*Requisitos do exercício*
• a. De acordo com o trecho sobre o Consórcio Euromime, em quais três universidades o curso de mestrado foi realizado simultaneamente?
• b. Estenda o trecho sobre o Consórcio Euromime, começando logo após a última frase apresentada.

*Trecho fornecido*
########

Figura 1. Consórcio Europeu de Engenharia de Mídias para a Educação (Euromime) envolveu sete universidades em dois continentes, entre elas a Universidade de Brasília (UnB)
(Foto: Beto Monteiro/Secom UnB. Divulgação)

 

O tema central do Consórcio foi a Engenharia de Mídias para a Educação, campo de conhecimento considerado prioritário tanto pela União Europeia[2] quanto pelo Mercado Comum do Sul[3] para a formação das novas gerações e para assegurar o desenvolvimento científico e tecnológico sustentável, responsável e duradouro, tendo em vista a emergência da Sociedade em Rede, denominação atribuída por Manuel Castells [4] à configuração social em consolidação, baseada no amplo emprego das Tecnologias Digitais de Informação, Comunicação e Expressão (TICE) em todas as áreas de atuação humana. O Consórcio Euromime articulou-se em torno de quatro instrumentos para prover o que hoje chamamos de internacionalização acadêmica:

 

  1. Um curso de mestrado realizado ao mesmo tempo, nas três universidades que sediavam o Consórcio (Poitiers, Madrid e Lisboa), reunindo estudantes-bolsistas e professores de todos os sete países partícipes da iniciativa;
  2. Uma dinâmica de promoção de estágios dos estudantes europeus em uma das quatro universidades latino-americanas, visando promover sua inserção nos laboratórios e nas atividades de pesquisa de seus orientadores latino-americanos;
  3. As bolsas de mobilidade de professores entre as universidades consorciadas a fim de lecionar em um dos três países europeus como professores convidados, participar de congressos ou eventos organizados pelas diferentes instituições, promover interações com colegas de outros países, desenvolver trabalhos colaborativos e fomentar o diálogo entre laboratórios de pesquisa das universidades consorciadas;
  4. O financiamento de projetos de pesquisa colaborativos, o que consistia em um mecanismo de incentivo à colaboração e à conexão das universidades partícipes.

########

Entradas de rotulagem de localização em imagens

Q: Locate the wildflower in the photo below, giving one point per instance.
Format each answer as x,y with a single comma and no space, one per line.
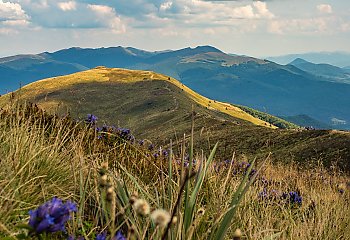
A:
110,194
237,234
201,212
341,188
174,221
91,119
51,216
292,198
141,207
119,236
160,217
101,236
103,180
151,147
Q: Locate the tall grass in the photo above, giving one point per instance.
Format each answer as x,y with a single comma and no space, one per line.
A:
42,156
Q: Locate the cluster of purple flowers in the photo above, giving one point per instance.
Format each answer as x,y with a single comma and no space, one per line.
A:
101,236
51,216
292,197
91,119
118,236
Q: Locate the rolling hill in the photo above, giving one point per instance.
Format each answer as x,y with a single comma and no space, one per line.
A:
332,73
159,108
260,84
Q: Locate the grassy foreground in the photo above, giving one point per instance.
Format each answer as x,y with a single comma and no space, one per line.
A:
42,156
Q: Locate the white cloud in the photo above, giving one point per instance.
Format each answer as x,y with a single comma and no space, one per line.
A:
11,11
21,22
67,6
107,16
303,26
325,8
165,6
7,31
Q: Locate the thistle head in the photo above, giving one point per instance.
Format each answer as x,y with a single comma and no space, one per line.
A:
160,217
141,207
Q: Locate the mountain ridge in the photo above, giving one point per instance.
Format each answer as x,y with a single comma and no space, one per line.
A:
260,84
167,109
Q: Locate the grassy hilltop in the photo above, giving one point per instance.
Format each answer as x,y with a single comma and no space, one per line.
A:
159,108
113,185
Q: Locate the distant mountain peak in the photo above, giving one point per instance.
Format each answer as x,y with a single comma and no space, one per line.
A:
207,48
298,61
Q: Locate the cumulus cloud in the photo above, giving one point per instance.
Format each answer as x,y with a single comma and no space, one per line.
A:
325,8
12,18
107,17
11,11
67,6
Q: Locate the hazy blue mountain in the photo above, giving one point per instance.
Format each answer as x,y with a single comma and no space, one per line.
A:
284,90
20,70
339,59
331,72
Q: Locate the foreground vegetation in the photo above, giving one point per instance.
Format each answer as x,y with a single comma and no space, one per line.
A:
105,172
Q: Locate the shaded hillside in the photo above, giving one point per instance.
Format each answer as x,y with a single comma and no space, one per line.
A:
339,59
20,70
259,84
332,73
306,121
159,108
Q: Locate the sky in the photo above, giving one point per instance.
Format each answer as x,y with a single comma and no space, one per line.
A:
255,28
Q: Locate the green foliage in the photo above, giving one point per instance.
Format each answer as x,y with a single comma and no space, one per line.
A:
278,122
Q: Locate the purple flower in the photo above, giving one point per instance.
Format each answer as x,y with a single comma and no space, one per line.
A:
91,119
101,236
292,198
119,236
51,216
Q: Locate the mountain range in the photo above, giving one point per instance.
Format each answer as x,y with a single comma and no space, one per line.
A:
339,59
319,91
158,108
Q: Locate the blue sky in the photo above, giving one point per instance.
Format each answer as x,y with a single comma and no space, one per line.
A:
256,28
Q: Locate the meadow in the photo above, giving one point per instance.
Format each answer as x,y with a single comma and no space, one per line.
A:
105,184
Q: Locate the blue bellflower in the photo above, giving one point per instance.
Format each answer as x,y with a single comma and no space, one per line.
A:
51,216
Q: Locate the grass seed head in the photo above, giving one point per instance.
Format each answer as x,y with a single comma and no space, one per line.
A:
160,217
141,207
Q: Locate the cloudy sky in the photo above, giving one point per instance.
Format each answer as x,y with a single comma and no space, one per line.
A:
256,28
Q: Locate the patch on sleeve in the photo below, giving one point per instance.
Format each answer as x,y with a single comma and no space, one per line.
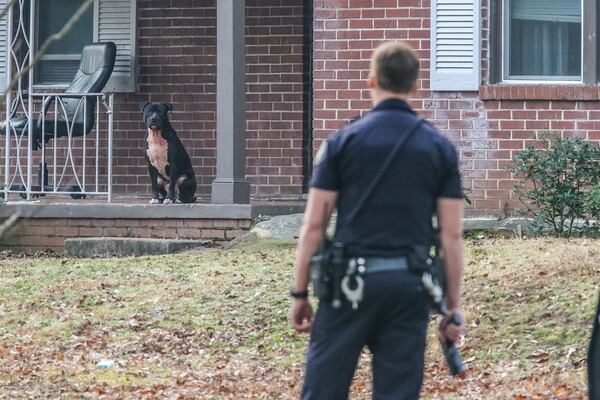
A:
321,153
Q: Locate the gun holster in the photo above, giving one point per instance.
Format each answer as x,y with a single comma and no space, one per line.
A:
426,259
327,269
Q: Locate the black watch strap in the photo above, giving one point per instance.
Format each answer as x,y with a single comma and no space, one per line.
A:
299,295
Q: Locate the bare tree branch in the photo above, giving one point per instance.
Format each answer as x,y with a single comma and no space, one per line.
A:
51,39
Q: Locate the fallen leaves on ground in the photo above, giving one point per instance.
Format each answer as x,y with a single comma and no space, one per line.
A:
213,324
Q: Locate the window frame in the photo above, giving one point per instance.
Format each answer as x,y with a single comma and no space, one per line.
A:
590,68
58,57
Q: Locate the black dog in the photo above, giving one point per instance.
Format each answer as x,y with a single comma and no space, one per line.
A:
169,165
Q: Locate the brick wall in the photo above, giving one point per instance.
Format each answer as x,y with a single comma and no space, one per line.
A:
177,63
274,46
40,233
488,127
177,58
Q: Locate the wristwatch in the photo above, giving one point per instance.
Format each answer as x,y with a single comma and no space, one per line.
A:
299,294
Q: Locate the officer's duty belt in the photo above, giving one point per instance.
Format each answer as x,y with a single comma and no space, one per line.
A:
380,264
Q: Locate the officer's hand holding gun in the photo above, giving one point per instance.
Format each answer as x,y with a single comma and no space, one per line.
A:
451,328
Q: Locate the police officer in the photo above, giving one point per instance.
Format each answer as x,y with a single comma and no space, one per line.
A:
423,179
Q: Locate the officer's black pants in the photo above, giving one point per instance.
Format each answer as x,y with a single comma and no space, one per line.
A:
391,321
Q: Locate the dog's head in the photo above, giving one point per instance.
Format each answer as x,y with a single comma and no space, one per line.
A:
156,115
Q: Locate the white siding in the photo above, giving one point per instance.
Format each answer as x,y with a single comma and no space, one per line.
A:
455,45
116,22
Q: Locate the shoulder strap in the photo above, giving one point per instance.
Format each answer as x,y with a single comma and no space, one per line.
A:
383,169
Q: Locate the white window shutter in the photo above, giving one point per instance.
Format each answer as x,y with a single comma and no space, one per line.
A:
3,51
455,45
116,22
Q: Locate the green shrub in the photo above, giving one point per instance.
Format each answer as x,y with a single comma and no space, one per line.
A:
559,185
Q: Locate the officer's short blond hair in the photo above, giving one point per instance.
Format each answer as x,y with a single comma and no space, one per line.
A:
395,67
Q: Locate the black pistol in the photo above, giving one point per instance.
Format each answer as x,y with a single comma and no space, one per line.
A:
453,358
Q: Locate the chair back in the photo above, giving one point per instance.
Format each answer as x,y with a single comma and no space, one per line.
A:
95,68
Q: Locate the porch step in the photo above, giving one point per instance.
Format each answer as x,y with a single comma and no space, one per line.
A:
101,247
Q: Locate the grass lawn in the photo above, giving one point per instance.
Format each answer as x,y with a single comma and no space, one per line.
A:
214,325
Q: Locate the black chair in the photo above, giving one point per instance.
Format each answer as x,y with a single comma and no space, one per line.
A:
95,68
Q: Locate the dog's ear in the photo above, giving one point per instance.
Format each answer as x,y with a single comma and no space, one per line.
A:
143,105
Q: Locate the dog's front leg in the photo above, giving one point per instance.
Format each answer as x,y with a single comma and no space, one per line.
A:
154,181
172,195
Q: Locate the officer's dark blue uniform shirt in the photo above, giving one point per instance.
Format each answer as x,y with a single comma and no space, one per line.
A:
398,214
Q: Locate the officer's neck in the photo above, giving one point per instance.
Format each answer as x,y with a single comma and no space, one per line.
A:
381,95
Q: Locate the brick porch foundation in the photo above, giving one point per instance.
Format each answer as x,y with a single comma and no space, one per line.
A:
45,226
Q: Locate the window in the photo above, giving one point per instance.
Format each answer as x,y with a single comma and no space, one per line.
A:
59,64
107,20
542,40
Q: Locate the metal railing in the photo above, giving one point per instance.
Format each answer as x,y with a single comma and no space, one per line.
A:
76,146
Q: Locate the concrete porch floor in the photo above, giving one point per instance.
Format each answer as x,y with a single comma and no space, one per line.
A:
129,208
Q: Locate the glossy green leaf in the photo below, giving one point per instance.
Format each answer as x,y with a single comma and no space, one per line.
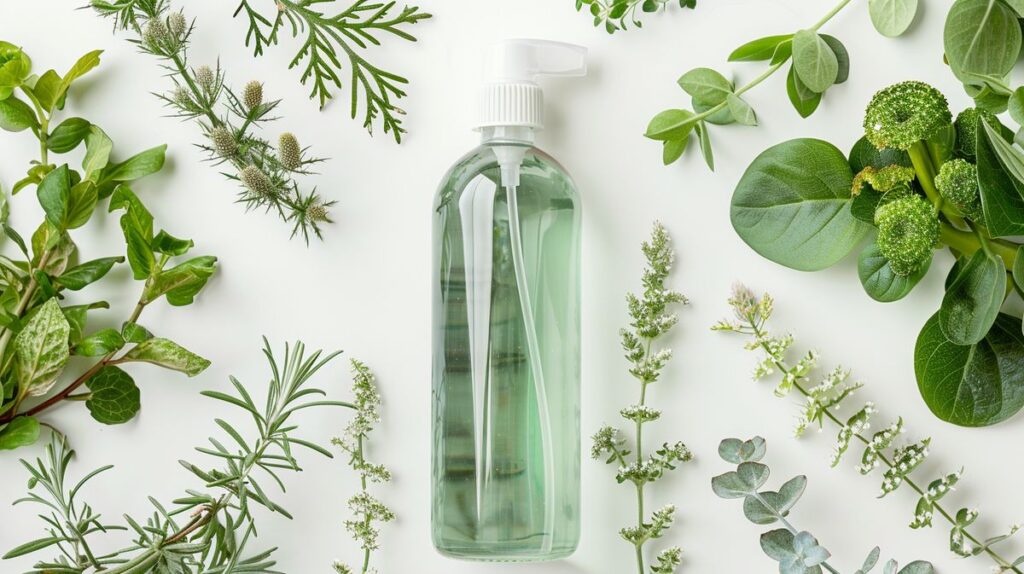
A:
976,385
792,206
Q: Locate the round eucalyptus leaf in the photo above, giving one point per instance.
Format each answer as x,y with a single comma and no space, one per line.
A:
975,385
793,206
880,281
974,299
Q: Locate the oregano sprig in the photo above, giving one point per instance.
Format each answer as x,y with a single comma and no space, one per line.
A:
329,38
797,552
367,510
228,119
651,318
880,449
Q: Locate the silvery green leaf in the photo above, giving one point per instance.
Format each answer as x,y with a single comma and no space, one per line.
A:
41,349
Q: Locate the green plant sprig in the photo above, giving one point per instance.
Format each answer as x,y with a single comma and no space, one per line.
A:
228,119
752,315
367,510
650,320
40,330
347,34
206,530
798,552
818,61
617,14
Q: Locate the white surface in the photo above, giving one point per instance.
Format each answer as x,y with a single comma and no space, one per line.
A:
366,289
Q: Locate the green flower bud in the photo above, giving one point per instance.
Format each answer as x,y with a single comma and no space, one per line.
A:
908,229
904,114
289,151
223,141
967,129
957,182
252,96
256,181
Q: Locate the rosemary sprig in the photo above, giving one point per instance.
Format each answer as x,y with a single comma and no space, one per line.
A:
752,314
227,119
329,38
650,319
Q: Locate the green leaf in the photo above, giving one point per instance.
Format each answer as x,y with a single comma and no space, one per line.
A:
792,206
981,37
976,385
741,111
706,85
670,125
15,116
86,273
974,299
168,354
68,135
761,49
53,193
1000,196
100,343
892,17
114,398
803,99
182,282
880,282
138,166
23,431
814,60
41,349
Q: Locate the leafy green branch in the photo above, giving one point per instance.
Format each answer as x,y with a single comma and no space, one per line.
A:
208,529
650,320
227,119
822,400
797,552
347,34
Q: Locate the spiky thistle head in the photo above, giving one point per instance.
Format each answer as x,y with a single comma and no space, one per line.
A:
904,114
908,229
289,151
967,129
252,95
957,182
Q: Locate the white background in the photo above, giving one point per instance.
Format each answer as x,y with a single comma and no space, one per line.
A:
366,289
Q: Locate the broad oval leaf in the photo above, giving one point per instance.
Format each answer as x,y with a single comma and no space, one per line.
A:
880,282
792,206
974,299
972,386
892,17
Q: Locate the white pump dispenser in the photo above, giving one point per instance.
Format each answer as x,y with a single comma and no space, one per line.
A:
511,101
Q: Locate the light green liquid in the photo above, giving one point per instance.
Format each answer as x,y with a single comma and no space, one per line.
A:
506,426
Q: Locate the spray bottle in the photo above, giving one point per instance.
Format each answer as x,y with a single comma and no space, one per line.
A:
506,327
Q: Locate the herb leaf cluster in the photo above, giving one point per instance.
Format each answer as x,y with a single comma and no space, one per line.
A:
651,319
208,529
883,449
816,62
916,182
329,38
797,552
43,317
228,119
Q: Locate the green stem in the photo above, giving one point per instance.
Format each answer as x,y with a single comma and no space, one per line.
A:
784,369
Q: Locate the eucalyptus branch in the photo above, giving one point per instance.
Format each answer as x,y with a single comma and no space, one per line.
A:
798,552
752,315
329,38
650,320
220,524
227,119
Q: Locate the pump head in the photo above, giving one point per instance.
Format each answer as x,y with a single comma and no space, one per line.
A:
511,96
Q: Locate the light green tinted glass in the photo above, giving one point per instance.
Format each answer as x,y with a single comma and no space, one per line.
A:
506,362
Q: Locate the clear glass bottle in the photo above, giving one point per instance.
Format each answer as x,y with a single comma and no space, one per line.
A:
506,355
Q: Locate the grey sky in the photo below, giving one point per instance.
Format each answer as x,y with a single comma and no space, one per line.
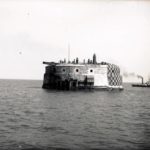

########

*Respostas por tarefa*
• a. Nas universidades de Poitiers, Madrid e Lisboa.

• b.
 

Esses quatro instrumentos associavam-se para dar forma ao que se chamou de “Rede Euromime”, na qual as universidades evoluíam em uma dinâmica de internacionalização que tinha na conectividade interinstitucional e interpessoal um pilar essencial para que a iniciativa se situasse no âmbito do Novo Modo de Produção de Conhecimentos, na perspectiva evocada por Michael Giddens e de seus colaboradores.[1] Lacerda Santos [5, 6, 7] chamou esse novo modo de produção de conhecimentos de M2, em oposição a um modo tradicional de produção de conhecimentos, o qual ele denominou M1. Deste modo, pretendia-se que o Consórcio Euromime produzisse conhecimentos com as características do M2: em maior quantidade, com maior valor agregado, heterogêneo, socialmente responsável, contextualizado, transdisciplinar, útil e aplicável.

Dado o exposto, e passados dez anos de seu encerramento, é importante verificar se a tríade “Internacionalização – Ensino Superior – Conectividade” atingiu os resultados visados e resultou em conhecimentos com as características elencadas. Foi este o objetivo de investigação cujos resultados são apresentados neste texto e cujas questões de pesquisa foram as seguintes:

 

  1. De que forma egressos do Consórcio Euromime, atualmente docentes em instituições de ensino superior em diferentes países, avaliam o impacto de sua participação no mesmo em sua atuação docente atual?
  2. Qual o impacto da conectividade em sua atuação em ensino superior em prol do estabelecimento de relações internacionais?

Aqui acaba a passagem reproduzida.